# [ОТРЫВОК]

Я видел стайки индонезийских школьников‑мусульман – девочки повязывали волосы джибабами, – дружно сходящиеся к Боробудуру, исполинскому многоярусному буддистскому храму – точнее, храмовому комплексу, – высящемуся в самом сердце Явы: строению, сравнимому только с храмами Ангкор‑Ват в Камбодже. Двенадцать миновавших веков покрыли серые каменные глыбы пятнами – черными и рыжими. От самой симметрии этого храма веет чем‑то мистическим, всецело потусторонним. Совершенство и сложность боробудурских барельефов свидетельствуют о богатстве культуры, существовавшей тут задолго до ислама, – культуры, с которой исламу приходилось и приходится соперничать изо всех сил. Точно такие же мусульманские школьники такими же стайками посещали индусские святилища в Прамбанане, вблизи Боробудура. Религиозную историю Яванской империи не перечеркнуть – к ней можно только прибавить.

Ачех – самая «арабская» из индонезийских областей – совершенно лишен суровости, свойственной Среднему Востоку. Этому способствует еще и то, что вопреки сотням лет голландского правления (часто державшегося на волоске) в Ачехе почти нет чувства ненависти к Западу, нет злобы на былых завоевателей‑иноземцев, попиравших местную историю и культуру. Над Суматрой и прилегающей цепочкой островов искони властвовала больше Ява, чем Европа. Империализм яванский послужил хорошей защитой от европейской разновидности империализма.

«Это может быть началом конца для нашей свободы», – волновался Агусванди, пылкий и подвижный интеллигент, программист, работающий в одной из банда‑ачехских неправительственных организаций. Агусванди – 31, и, подобно многим индонезийцам, носит он лишь имя, а фамилии нет вообще. «Поборники шариата пошли в наступление, хотят прибрать к рукам Ачех, пострадавший от цунами, – сказал Агусванди и разъяснил: – Отчего пришло цунами? Вероучители задавались этим вопросом и заключили: оттого, что ачины пренебрегали должной обрядностью. Женщины дерзко разгуливали без надлежащих покровов, иностранцы хлебали пиво… После цунами воспрянули реакционеры. Хотя, конечно, цунами привело сюда и западные НПО с их космополитическими влияниями.

# [Примеры разметки масок]
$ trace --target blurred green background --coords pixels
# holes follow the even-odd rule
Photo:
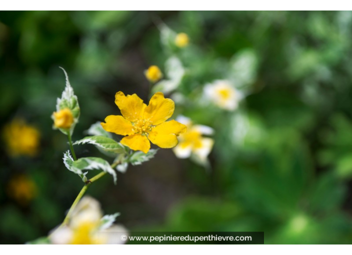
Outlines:
[[[350,12],[0,12],[0,242],[46,236],[82,188],[62,162],[65,136],[52,129],[64,86],[58,66],[80,102],[77,140],[119,114],[118,91],[148,102],[144,72],[164,71],[169,56],[160,20],[190,38],[180,54],[190,92],[222,78],[224,63],[250,49],[258,60],[250,94],[234,112],[182,110],[216,130],[210,171],[160,150],[119,173],[117,186],[106,177],[88,194],[106,213],[120,212],[118,222],[130,230],[264,231],[266,244],[352,244]],[[6,126],[16,119],[39,130],[34,156],[9,152]],[[104,156],[90,146],[76,150]]]

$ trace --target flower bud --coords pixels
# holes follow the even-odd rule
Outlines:
[[[74,123],[74,116],[68,108],[54,113],[54,126],[58,128],[70,128]]]

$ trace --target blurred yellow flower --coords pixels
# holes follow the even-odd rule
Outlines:
[[[162,73],[156,66],[151,66],[144,72],[146,77],[150,82],[156,82],[162,78]]]
[[[36,197],[37,188],[36,184],[24,174],[16,176],[8,184],[8,196],[23,205],[28,204]]]
[[[165,98],[161,92],[152,97],[148,106],[136,94],[126,96],[122,92],[116,94],[115,104],[122,116],[108,116],[102,126],[108,132],[128,136],[121,144],[133,150],[148,152],[149,140],[162,148],[172,148],[178,143],[177,136],[186,132],[183,124],[174,120],[166,122],[174,114],[174,103]]]
[[[23,120],[14,119],[7,124],[4,128],[2,136],[10,156],[36,155],[40,146],[39,131],[27,124]]]
[[[178,47],[182,48],[187,46],[190,42],[190,38],[186,34],[179,33],[175,38],[175,44]]]
[[[54,126],[58,128],[68,129],[74,123],[74,116],[68,108],[56,112],[52,116]]]
[[[117,214],[116,214],[117,216]],[[122,244],[126,241],[118,238],[128,234],[121,225],[112,225],[116,216],[107,216],[105,219],[99,202],[89,196],[83,198],[74,209],[68,226],[54,230],[49,236],[54,244]],[[105,220],[110,222],[106,224]]]
[[[187,132],[180,134],[180,143],[173,150],[178,158],[196,158],[198,162],[205,163],[207,157],[212,148],[214,140],[204,135],[211,135],[214,130],[203,125],[194,125],[189,118],[179,116],[176,120],[186,125]]]

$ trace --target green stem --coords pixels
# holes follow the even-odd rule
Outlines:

# [ПОСТАВЛЕННАЯ ЗАДАЧА 1]
Изложите кратко абзац отрывка об Индонезии, начинающийся словами «Ачех – самая «арабская»», сохранив его основные сведения.
# [ПОСТАВЛЕННАЯ ЗАДАЧА 2]
Продолжите отрывок об Индонезии с того места, на котором он завершается.
Записи в данном случае не понадобятся.

# [ПИСЬМЕННЫЙ ОТВЕТ 1]
Ачех, самая «арабская» область Индонезии, лишен суровости, свойственной Среднему Востоку. Несмотря на сотни лет голландского правления, нередко державшегося на волоске, здесь почти нет ненависти к Западу и злобы на былых завоевателей. Суматрой и соседними островами издавна властвовала скорее Ява, чем Европа, и яванский империализм служил защитой от европейского.

# [ПИСЬМЕННЫЙ ОТВЕТ 2]
Поначалу мне казалось, – продолжил Агусванди, – что всемирные влияния одержат победу. В конце концов, когда цунами откатилось, Ачех являл собой полную противоположность Ираку. О каком столкновении цивилизаций можно вести речь, если христианские благотворительные общества получают еврейские деньги, чтобы строить новые школы в мусульманском городе? Я думал: вот оно, будущее! И вот он, дружелюбный ислам! Тропический, а потому добродушный ислам – ибо, к примеру, в здешнем климате, влажном и знойном, не больно‑то побродишь закутанным с головы до пят».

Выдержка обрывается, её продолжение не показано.